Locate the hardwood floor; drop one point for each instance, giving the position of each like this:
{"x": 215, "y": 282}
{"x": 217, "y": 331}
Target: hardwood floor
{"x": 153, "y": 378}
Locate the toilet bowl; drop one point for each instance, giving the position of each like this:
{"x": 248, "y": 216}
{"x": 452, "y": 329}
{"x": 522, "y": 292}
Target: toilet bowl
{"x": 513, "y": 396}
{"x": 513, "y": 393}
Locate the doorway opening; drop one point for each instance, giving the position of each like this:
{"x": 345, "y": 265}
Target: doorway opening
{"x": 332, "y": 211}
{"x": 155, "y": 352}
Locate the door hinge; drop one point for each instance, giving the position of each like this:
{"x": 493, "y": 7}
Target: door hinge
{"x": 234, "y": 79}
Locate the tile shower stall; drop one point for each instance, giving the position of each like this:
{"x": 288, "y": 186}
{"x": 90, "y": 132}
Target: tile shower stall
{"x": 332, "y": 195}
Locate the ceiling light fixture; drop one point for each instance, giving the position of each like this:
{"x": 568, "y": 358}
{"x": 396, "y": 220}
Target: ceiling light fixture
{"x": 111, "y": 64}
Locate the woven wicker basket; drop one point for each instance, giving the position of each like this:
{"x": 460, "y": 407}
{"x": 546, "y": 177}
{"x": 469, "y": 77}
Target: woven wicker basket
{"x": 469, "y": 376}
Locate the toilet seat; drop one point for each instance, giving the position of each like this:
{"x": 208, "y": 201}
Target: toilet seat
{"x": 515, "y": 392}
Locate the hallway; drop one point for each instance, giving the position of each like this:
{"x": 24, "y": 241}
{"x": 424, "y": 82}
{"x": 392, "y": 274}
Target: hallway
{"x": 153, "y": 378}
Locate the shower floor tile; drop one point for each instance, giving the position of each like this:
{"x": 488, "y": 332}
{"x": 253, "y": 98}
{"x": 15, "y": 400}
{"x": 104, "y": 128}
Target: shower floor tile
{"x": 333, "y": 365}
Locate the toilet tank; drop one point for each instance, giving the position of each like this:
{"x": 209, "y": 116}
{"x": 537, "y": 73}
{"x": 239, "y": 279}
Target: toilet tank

·····

(Instructions for the task) Update the material above by swapping every "instance" for "occurrence" and leaving everything else the same.

(Solution)
Locate the hardwood floor; drop one point for each occurrence, giving the position of each like this:
{"x": 215, "y": 282}
{"x": 217, "y": 331}
Target: hardwood floor
{"x": 153, "y": 378}
Locate the toilet bowl; drop one point for each occurrence, giving the position of each like this:
{"x": 248, "y": 216}
{"x": 452, "y": 329}
{"x": 522, "y": 292}
Target: toilet bowl
{"x": 513, "y": 396}
{"x": 513, "y": 393}
Locate the doorway opening; drop one point for each occurrence, giving the position of each like this:
{"x": 345, "y": 265}
Target: doorway opening
{"x": 332, "y": 211}
{"x": 155, "y": 352}
Locate the door hinge; drop one point for each occurrence, giving the position of each like this:
{"x": 493, "y": 7}
Target: door hinge
{"x": 234, "y": 79}
Locate the tile shower stall; drop one point for each occurrence, giving the position of each like this:
{"x": 288, "y": 186}
{"x": 90, "y": 132}
Target: tile shower stall
{"x": 332, "y": 195}
Locate the ceiling light fixture; drop one point for each occurrence, giving the position of each like this:
{"x": 568, "y": 358}
{"x": 396, "y": 220}
Target: ceiling light fixture
{"x": 111, "y": 64}
Locate the woven wicker basket; drop one point for each occurrence, giving the position of each like this:
{"x": 460, "y": 407}
{"x": 546, "y": 177}
{"x": 469, "y": 77}
Target: woven wicker basket
{"x": 469, "y": 376}
Locate the toilet seat; drop one point for each occurrence, giving the position of each like this:
{"x": 208, "y": 201}
Target: toilet seat
{"x": 515, "y": 392}
Locate the hallway; drop one point for each occurrence, giving the position of each like this:
{"x": 24, "y": 241}
{"x": 424, "y": 82}
{"x": 392, "y": 274}
Target: hallway
{"x": 153, "y": 378}
Locate the shower floor tile; drop one point for each occurrence, giving the position of each like this:
{"x": 488, "y": 332}
{"x": 253, "y": 98}
{"x": 15, "y": 400}
{"x": 104, "y": 128}
Target: shower floor tile
{"x": 333, "y": 365}
Locate the toilet tank; drop one point for each occurrence, giving the position of each like this:
{"x": 209, "y": 116}
{"x": 537, "y": 73}
{"x": 239, "y": 279}
Target: toilet tank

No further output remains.